* PROBLEM *
An exact transcription is needed, starting with the line that contains "Find the coral bed" and ending with the last line of the records.

[Opening SUPPLIED RECORDS section]

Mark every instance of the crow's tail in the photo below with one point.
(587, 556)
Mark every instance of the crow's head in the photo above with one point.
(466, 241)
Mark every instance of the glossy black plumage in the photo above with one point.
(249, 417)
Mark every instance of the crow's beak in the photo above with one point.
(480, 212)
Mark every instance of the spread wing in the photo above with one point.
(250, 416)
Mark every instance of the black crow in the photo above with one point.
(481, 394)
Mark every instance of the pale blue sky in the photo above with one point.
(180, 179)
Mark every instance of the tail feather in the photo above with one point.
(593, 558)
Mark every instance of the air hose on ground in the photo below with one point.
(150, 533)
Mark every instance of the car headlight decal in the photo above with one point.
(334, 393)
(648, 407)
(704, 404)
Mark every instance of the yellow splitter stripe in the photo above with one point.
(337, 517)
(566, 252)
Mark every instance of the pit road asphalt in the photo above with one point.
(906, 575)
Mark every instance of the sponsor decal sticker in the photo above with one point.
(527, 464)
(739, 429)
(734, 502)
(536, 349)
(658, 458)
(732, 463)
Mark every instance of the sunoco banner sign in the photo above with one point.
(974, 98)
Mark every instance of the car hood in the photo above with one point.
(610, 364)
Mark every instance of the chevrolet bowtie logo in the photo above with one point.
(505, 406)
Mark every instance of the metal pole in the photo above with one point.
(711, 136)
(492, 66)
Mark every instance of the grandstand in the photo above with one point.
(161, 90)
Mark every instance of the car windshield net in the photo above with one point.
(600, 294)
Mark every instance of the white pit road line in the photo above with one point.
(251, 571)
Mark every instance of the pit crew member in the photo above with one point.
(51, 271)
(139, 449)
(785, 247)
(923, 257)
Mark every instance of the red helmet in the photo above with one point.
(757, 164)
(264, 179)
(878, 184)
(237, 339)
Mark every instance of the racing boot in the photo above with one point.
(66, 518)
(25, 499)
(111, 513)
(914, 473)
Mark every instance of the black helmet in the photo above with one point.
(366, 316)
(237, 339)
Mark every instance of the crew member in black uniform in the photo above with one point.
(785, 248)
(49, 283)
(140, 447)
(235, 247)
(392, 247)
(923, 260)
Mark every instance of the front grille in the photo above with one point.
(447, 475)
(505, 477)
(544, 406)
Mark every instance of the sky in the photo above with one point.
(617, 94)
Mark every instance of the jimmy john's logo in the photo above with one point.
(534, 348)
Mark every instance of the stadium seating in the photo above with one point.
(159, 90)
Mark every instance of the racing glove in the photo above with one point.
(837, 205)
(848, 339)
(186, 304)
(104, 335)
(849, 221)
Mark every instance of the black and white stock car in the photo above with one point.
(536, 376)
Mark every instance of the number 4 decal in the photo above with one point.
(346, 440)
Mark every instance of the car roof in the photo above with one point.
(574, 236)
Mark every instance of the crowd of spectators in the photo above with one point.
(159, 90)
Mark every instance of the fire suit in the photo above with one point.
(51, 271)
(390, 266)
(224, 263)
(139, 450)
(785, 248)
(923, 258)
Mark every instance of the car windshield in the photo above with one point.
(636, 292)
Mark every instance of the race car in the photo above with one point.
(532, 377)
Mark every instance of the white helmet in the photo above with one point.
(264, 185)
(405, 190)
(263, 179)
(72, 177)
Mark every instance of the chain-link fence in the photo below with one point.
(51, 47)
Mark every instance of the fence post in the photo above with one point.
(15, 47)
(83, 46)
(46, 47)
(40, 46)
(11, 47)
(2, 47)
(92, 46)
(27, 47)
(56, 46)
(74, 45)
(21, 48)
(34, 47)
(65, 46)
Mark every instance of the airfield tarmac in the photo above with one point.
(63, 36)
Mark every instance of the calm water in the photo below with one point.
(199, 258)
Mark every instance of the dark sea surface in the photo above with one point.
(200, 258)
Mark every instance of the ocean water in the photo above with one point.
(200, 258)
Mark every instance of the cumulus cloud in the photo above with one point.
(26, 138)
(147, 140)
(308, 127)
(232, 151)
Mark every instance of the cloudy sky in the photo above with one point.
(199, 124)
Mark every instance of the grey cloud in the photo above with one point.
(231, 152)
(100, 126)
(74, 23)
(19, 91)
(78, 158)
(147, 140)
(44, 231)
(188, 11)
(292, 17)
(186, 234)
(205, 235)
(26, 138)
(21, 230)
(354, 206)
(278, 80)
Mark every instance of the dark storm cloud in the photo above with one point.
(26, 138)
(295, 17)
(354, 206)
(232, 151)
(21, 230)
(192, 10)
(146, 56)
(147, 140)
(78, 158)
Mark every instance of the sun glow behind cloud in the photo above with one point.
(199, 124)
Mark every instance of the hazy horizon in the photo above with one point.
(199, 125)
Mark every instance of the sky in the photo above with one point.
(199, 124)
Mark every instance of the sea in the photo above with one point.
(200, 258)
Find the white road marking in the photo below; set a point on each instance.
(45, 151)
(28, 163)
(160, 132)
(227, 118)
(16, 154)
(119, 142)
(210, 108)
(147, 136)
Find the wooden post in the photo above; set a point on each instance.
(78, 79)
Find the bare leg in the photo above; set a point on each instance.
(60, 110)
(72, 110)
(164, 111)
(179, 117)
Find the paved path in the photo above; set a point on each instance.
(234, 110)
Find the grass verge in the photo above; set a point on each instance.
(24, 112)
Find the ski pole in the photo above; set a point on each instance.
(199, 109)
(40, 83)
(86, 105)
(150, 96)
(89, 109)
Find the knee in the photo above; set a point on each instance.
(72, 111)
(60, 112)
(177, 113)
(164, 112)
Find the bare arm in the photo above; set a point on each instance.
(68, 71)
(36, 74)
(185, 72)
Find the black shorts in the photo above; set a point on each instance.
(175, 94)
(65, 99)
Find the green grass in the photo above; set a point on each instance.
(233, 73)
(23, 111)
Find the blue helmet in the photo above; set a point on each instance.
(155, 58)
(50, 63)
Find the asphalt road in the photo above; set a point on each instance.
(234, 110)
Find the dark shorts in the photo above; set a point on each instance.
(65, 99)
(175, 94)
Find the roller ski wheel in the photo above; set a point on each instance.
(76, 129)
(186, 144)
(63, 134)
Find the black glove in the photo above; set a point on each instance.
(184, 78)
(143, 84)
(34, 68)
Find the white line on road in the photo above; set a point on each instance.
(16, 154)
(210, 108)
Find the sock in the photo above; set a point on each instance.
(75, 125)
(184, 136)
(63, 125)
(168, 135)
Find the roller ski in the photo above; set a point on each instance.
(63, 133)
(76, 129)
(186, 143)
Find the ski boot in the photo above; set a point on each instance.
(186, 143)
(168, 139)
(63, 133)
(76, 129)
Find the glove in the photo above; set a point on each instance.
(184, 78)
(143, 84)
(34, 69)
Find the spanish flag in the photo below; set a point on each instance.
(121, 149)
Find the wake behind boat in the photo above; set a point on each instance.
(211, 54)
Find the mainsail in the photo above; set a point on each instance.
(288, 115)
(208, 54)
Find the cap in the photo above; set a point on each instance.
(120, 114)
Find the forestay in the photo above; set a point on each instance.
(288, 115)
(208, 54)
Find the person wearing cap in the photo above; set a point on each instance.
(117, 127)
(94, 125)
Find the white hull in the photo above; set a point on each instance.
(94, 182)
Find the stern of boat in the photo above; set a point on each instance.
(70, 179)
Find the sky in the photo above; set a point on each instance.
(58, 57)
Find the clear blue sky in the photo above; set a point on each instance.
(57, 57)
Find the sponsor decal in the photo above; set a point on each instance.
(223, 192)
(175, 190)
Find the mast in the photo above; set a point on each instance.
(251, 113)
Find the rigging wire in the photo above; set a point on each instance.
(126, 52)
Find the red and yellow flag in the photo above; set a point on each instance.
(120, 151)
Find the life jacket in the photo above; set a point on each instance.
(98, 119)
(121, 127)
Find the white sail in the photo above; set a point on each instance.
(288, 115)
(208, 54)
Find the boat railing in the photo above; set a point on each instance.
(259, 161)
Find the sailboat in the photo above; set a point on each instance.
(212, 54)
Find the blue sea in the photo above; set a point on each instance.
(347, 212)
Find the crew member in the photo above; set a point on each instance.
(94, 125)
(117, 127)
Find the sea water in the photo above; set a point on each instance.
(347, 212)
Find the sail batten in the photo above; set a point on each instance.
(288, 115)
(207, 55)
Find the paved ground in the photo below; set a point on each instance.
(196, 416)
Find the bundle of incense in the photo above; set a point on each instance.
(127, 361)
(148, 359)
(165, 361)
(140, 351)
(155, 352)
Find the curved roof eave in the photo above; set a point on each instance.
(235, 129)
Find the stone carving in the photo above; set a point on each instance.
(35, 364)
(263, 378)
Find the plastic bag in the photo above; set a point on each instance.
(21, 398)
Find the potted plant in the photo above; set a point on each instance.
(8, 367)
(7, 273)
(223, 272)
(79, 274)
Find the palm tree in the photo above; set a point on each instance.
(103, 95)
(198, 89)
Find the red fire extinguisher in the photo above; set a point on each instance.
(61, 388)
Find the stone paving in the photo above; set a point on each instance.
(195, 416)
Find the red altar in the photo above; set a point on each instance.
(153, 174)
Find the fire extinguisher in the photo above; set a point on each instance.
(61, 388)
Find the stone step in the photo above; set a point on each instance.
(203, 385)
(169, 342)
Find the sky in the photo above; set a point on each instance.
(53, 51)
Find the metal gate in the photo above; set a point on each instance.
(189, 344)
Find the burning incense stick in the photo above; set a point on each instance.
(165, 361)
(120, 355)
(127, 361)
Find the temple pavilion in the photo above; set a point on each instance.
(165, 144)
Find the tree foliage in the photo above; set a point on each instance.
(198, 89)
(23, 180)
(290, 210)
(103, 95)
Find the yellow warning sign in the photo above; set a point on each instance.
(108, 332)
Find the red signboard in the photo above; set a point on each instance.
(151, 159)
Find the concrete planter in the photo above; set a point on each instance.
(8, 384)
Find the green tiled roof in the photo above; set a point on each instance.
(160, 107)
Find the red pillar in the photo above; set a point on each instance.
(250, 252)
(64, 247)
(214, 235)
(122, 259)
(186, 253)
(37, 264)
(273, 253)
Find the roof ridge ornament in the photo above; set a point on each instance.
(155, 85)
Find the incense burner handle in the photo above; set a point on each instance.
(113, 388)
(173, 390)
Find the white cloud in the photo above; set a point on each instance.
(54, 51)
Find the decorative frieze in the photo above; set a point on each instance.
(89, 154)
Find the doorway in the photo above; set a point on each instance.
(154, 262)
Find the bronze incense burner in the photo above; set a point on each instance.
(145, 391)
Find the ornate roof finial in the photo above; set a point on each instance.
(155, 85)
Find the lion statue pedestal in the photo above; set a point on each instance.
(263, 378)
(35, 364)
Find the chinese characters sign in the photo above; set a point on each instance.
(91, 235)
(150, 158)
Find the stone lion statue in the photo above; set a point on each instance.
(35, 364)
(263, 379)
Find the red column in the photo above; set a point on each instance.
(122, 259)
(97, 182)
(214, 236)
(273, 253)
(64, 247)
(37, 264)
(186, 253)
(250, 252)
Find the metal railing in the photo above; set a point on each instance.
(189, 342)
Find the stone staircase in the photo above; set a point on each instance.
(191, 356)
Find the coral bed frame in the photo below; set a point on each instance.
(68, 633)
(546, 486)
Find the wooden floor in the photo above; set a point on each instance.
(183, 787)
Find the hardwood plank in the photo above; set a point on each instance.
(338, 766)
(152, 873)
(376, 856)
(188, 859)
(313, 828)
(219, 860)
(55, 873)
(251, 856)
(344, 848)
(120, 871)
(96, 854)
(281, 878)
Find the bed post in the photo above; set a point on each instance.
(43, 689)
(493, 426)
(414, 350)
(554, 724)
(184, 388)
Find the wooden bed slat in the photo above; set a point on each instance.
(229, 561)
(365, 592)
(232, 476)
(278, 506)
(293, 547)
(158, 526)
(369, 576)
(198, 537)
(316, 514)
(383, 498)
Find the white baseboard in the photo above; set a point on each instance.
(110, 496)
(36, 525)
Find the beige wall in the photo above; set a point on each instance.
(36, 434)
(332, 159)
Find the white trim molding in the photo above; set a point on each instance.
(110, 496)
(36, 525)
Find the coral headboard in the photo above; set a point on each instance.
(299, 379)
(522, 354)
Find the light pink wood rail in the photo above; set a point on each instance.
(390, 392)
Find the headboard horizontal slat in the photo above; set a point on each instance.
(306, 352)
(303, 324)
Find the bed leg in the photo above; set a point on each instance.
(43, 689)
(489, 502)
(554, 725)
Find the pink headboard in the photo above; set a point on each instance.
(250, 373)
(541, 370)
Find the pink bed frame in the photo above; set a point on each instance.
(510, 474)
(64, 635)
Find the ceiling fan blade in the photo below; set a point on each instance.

[Closing SUPPLIED RECORDS section]

* WRITTEN RESPONSE *
Find the coral bed frame in the photo below; set a point on each instance.
(68, 633)
(546, 486)
Find the wooden floor in the photo above; set a point on each instance.
(183, 787)
Find the hardwood plank in the photo above; set a point on each instance.
(338, 766)
(152, 873)
(376, 856)
(188, 859)
(313, 828)
(219, 860)
(55, 873)
(251, 856)
(344, 848)
(120, 871)
(96, 854)
(281, 878)
Find the bed post in the photo above; set a point on each instance.
(43, 689)
(493, 426)
(414, 350)
(554, 724)
(184, 388)
Find the wooden bed slat in the photo above; set a point on each instance.
(229, 561)
(365, 592)
(232, 476)
(278, 506)
(293, 547)
(158, 526)
(369, 576)
(198, 537)
(316, 514)
(383, 498)
Find the white baseboard in the photo above; set a point on each instance.
(110, 496)
(36, 525)
Find the beige wall in the photo above; set a point on each instance.
(36, 434)
(332, 159)
Find the white trim molding in the photo above; set a point on each instance.
(110, 496)
(36, 525)
Find the coral headboard in the photo above; set a point on each instance.
(299, 379)
(522, 354)
Find the light pink wood rail in the photo above; set a point on each instance.
(390, 392)
Find the headboard horizontal slat in the photo above; set a point on each instance.
(306, 352)
(303, 324)
Find the bed leg in the photo above; set a point on each instance.
(43, 689)
(489, 502)
(554, 725)
Find the pink headboard in the photo above; set a point on each instance.
(250, 373)
(541, 370)
Find the pink bed frame in the photo above; set a point on each instance.
(510, 474)
(64, 635)
Find the ceiling fan blade in the photo below; set a point on each instance.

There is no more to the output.